* EXERCISE TASK: Present every line of the material below as a numbered list, omitting any blank lines.

* MATERIAL SHOWN:
=======

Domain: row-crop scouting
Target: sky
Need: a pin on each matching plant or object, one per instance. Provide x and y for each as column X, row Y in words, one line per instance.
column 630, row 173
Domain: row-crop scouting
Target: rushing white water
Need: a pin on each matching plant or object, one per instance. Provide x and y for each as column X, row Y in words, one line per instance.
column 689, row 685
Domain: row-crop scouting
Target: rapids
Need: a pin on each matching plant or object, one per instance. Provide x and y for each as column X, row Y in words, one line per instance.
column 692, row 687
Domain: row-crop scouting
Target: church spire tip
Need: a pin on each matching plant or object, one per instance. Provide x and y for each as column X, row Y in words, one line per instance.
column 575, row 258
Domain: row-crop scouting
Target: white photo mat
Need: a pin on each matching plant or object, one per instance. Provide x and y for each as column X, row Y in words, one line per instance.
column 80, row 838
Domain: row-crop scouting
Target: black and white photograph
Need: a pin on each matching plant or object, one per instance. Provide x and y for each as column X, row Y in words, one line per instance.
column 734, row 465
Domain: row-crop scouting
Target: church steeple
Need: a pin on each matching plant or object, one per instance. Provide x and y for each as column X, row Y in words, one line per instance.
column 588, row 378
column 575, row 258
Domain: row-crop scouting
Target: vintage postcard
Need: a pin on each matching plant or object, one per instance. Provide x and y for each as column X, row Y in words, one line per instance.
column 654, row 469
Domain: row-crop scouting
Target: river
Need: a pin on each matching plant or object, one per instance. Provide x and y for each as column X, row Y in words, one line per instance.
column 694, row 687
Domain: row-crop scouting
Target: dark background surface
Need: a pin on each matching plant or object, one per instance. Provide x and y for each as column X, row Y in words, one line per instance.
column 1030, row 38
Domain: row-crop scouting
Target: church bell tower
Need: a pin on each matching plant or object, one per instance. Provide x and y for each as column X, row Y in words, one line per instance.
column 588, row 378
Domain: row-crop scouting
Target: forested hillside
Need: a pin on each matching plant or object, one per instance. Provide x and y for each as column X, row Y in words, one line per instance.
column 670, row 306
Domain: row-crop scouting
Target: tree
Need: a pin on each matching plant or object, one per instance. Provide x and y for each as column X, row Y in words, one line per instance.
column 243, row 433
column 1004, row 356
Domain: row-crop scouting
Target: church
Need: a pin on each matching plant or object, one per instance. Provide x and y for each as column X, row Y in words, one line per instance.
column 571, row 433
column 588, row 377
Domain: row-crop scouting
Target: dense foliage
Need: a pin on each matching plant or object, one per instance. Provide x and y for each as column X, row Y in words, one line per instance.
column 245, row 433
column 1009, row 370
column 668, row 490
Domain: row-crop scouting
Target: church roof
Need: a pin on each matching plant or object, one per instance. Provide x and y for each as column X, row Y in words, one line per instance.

=======

* EXERCISE SOLUTION:
1. Domain: row-crop scouting
2. Target: sky
3. Need: a pin on each matching plant or object, one per instance. Provide x and y for each as column X, row Y in words, one line per instance.
4. column 630, row 173
5. Domain: row-crop scouting
6. Target: rushing white water
7. Need: a pin on each matching plant or object, one per instance. Provide x and y for each as column X, row Y in words, one line per instance.
8. column 689, row 685
9. Domain: row-crop scouting
10. Target: rapids
11. Need: a pin on each matching plant or object, one per instance. Provide x and y for each as column X, row Y in words, one line per instance.
12. column 692, row 687
13. Domain: row-crop scouting
14. Target: church spire tip
15. Need: a pin on each matching plant or object, one per instance. Provide x and y for each as column X, row Y in words, one line per instance.
16. column 575, row 258
17. Domain: row-crop scouting
18. Target: white photo mat
19. Need: a pin on each matching plant or object, one per instance. Provide x and y for each as column X, row Y in words, one line per instance.
20. column 80, row 838
21. Domain: row-crop scouting
22. Target: black and white photograph
23. Need: a pin on each matching plant or object, one per instance. Provide x and y for each as column X, row Y in words, one line per instance.
24. column 734, row 465
25. Domain: row-crop scouting
26. Target: church steeple
27. Need: a pin on each matching plant or object, one per instance. Provide x and y for each as column X, row Y in words, one line per instance.
28. column 588, row 378
29. column 575, row 258
30. Domain: row-crop scouting
31. Target: vintage postcard
32. Need: a pin on each matching plant or object, one per instance. Provide x and y for each as column X, row Y in words, one line per instance.
33. column 654, row 469
34. Domain: row-crop scouting
35. Target: river
36. Need: a pin on each matching plant or object, one per instance. Provide x and y for each as column X, row Y in words, one line per instance.
37. column 694, row 687
38. Domain: row-crop scouting
39. Target: dark background surface
40. Need: a pin on each matching plant or object, one per instance. Provide x and y for each as column X, row Y in words, one line per instance.
41. column 1030, row 38
42. Domain: row-crop scouting
43. Target: church bell tower
44. Need: a pin on each matching plant or object, one per instance. Provide x and y for each as column X, row Y in words, one line per instance.
45. column 588, row 378
46. Domain: row-crop scouting
47. Target: forested hillside
48. Need: a pin on each matching plant or object, one per instance. Provide x and y for each as column X, row Y in words, one line per instance.
49. column 670, row 306
50. Domain: row-crop scouting
51. Target: tree
52. Need: a pin on each matching plant or object, one per instance. Provide x and y for each as column X, row Y in words, one line per instance.
53. column 243, row 433
54. column 1004, row 356
55. Domain: row-crop scouting
56. Target: church
57. Need: a pin on each matching plant or object, one per instance. Provide x and y for each as column X, row Y in words, one line per instance.
58. column 571, row 433
59. column 588, row 377
60. Domain: row-crop scouting
61. Target: dense foliage
62. Need: a pin on each matching plant or object, one per instance. Provide x and y for each as column X, row Y in words, one line per instance.
63. column 245, row 433
64. column 1009, row 370
65. column 668, row 490
66. Domain: row-crop scouting
67. Target: church roof
68. Need: a pin on each matching plant or object, one per instance. Provide x and y for each as column X, row Y in words, one line per instance.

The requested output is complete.